**DO THIS:**
Rewrite every line of the data below, multiplying each point coordinate by 0.4 and rounding to a whole number, with halves rounded up. Omit the pictures.

**DATA SHOWN:**
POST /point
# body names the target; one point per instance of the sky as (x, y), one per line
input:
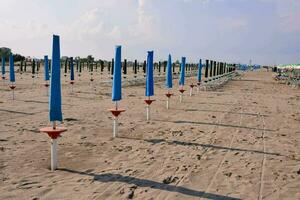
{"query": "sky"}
(266, 32)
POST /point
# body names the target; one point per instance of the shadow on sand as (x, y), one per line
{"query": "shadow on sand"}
(176, 142)
(214, 124)
(110, 177)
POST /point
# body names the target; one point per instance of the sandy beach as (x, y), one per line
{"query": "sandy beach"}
(240, 141)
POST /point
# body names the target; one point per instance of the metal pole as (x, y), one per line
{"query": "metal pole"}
(53, 154)
(148, 112)
(115, 124)
(53, 151)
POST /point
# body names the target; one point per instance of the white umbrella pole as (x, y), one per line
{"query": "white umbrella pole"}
(168, 99)
(54, 151)
(115, 123)
(148, 112)
(115, 127)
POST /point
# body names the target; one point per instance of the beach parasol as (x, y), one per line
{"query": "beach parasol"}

**SOLUTION:**
POST /point
# body names the target; one point per instance of the sky as (x, y), one per line
input:
{"query": "sky"}
(106, 13)
POST /point
# body names the target; one point per instance of the shadow on sand as (x, y), one per line
{"query": "shadow on sand"}
(70, 57)
(86, 50)
(44, 71)
POST /point
# body names the target; one point per instance of the sandy beach as (x, y), one per line
{"query": "sandy beach"}
(96, 56)
POST /point
# body names the target; one point per instance of the metal pole as (x, y), one per line
{"query": "metal pole"}
(21, 62)
(59, 45)
(46, 50)
(21, 60)
POST /point
# body names the target; one point per instance of the white umbrella pole as (x, y), one per line
{"query": "white umbrella pole"}
(67, 40)
(22, 60)
(46, 49)
(59, 45)
(46, 51)
POST /point
# body names the target; one point per instance of the beach parasol as (x, y), one per line
{"query": "beach parasol"}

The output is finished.